Alexander (comes)
Alexander (Greek: Αλέξανδρος), known by the title comes (Greek: ο κόμης), was a Byzantine diplomat. He was active in the reign of Justinian I (r. 527-565). The main sources about him are Procopius, John Malalas and Theophanes the Confessor.[1]
Biography
Alexander was reportedly a brother of Athanasius.[1] His brother served as Praetorian Prefect of Italy (539-542) and Praetorian Prefect of Africa (545-548)[2] Alexander is described as a member of the Byzantine Senate by Procopius. He probably held the rank of vir illustris ("illustrious man", high-ranking senator). Both John Malalas and Theophanes the Confessor list him as "Alexander the comes" (Greek: Αλέξανδρος ο κόμης).[1]
Envoy to the Sassanids (530)

■ ■ ■ ■

What to work on: In the text about Alexander the comes, which body does Procopius describe Alexander as a member of?

Extracted information:

■ ■ ■ ■

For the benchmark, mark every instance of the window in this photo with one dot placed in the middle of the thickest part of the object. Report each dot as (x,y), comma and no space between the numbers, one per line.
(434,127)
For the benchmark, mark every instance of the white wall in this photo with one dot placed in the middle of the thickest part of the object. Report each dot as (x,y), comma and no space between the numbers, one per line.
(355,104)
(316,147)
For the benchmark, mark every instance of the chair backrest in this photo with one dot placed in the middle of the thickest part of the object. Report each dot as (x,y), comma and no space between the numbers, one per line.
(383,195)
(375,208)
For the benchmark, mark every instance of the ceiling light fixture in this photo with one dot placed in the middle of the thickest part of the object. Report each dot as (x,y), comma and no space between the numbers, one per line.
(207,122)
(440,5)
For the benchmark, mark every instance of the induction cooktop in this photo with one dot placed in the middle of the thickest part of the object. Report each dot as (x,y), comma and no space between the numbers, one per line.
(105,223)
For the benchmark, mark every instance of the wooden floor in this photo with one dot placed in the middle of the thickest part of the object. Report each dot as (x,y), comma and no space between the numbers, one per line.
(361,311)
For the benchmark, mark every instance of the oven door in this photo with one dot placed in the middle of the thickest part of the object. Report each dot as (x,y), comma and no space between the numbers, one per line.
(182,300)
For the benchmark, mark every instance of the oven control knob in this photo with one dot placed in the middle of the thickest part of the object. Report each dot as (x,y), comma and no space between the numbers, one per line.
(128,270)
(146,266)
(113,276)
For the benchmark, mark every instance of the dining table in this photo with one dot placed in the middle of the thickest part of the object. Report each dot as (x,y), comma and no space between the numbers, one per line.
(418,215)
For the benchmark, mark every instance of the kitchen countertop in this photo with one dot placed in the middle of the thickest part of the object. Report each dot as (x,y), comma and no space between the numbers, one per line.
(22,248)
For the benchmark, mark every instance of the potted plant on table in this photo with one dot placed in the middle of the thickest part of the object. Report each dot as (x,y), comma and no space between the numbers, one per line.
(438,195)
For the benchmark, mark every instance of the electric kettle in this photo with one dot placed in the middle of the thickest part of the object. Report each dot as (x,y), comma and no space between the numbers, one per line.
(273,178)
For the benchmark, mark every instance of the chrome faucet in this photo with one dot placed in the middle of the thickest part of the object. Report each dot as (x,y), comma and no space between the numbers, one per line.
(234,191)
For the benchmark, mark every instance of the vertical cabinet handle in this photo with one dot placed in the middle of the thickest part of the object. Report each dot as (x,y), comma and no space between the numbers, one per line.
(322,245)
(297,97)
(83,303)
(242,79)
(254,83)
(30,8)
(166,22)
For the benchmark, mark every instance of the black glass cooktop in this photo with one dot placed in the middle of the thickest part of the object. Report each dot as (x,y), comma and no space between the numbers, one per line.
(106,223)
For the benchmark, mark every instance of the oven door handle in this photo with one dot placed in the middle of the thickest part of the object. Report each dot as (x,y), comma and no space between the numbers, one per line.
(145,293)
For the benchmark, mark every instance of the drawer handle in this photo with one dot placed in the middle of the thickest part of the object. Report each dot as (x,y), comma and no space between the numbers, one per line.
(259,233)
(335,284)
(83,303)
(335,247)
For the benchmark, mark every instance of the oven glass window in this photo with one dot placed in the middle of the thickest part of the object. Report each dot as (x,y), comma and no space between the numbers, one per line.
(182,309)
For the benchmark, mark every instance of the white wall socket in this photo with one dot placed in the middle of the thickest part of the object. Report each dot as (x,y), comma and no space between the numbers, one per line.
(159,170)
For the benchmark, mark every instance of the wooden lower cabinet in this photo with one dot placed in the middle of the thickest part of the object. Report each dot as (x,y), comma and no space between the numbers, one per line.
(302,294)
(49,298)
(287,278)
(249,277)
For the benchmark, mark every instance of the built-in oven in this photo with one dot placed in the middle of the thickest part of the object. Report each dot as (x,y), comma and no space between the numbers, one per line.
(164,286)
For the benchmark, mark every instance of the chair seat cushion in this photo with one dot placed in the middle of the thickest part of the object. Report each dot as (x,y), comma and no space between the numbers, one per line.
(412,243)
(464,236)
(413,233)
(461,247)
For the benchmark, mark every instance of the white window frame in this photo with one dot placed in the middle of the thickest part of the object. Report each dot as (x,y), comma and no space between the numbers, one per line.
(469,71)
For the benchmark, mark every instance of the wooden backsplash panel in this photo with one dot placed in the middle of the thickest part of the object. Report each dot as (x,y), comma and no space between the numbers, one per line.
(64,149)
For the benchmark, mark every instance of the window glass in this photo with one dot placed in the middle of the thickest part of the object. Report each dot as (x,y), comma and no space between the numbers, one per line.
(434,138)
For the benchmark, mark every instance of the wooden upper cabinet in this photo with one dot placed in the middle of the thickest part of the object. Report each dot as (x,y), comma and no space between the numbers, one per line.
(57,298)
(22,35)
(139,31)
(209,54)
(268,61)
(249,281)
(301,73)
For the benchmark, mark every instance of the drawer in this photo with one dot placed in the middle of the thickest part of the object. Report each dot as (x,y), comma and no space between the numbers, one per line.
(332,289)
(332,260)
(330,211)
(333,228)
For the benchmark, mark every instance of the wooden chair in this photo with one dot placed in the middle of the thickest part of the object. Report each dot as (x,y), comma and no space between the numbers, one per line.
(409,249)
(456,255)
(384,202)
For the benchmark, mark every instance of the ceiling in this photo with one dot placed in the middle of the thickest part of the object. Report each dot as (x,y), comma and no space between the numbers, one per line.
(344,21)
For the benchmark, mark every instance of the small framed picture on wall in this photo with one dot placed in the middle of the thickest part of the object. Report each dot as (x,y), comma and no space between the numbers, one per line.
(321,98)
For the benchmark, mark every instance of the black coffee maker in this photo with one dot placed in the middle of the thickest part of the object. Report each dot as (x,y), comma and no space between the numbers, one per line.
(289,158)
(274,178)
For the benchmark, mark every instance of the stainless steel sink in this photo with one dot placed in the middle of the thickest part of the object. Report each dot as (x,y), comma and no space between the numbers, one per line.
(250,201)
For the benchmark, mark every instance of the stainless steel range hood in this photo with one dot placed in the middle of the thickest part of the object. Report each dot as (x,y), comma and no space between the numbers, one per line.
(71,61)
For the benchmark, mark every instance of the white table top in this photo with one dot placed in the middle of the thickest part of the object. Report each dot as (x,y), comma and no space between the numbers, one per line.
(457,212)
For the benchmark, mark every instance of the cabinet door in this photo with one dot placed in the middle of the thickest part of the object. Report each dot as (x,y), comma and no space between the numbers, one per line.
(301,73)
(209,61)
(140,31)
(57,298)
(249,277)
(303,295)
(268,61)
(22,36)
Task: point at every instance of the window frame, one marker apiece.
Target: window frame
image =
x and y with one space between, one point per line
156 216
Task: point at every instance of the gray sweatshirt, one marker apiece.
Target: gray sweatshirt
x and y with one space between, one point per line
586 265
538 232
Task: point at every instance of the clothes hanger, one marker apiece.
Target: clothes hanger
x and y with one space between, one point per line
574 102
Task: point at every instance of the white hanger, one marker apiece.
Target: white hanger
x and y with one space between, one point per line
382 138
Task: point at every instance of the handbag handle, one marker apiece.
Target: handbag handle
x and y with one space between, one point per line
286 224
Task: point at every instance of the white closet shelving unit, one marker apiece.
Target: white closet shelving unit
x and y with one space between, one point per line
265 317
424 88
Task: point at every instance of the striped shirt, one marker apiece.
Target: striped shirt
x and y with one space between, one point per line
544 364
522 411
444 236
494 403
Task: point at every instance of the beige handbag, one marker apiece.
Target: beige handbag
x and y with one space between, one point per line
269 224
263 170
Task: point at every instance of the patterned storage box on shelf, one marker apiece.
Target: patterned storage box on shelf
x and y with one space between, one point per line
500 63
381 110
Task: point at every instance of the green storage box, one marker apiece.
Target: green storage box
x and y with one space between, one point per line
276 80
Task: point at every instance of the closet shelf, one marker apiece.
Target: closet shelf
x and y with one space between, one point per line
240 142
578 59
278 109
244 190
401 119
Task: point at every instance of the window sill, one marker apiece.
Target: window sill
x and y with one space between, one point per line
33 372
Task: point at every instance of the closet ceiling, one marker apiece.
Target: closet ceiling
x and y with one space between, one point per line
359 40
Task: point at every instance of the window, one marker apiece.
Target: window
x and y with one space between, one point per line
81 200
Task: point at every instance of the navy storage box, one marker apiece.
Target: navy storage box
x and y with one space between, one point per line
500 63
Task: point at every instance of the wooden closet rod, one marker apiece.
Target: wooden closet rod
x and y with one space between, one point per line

■ ■ ■ ■

Response below: The Byzantine Senate.